[Required action] Reproduce all entries precisely, down to the last character.

Referring expression data
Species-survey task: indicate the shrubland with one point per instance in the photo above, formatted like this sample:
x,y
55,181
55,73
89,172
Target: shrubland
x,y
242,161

[Written response]
Species-survey task: indicate the shrubland with one point per instance in the photo above, formatted like this sample:
x,y
55,181
55,73
89,172
Target: shrubland
x,y
242,161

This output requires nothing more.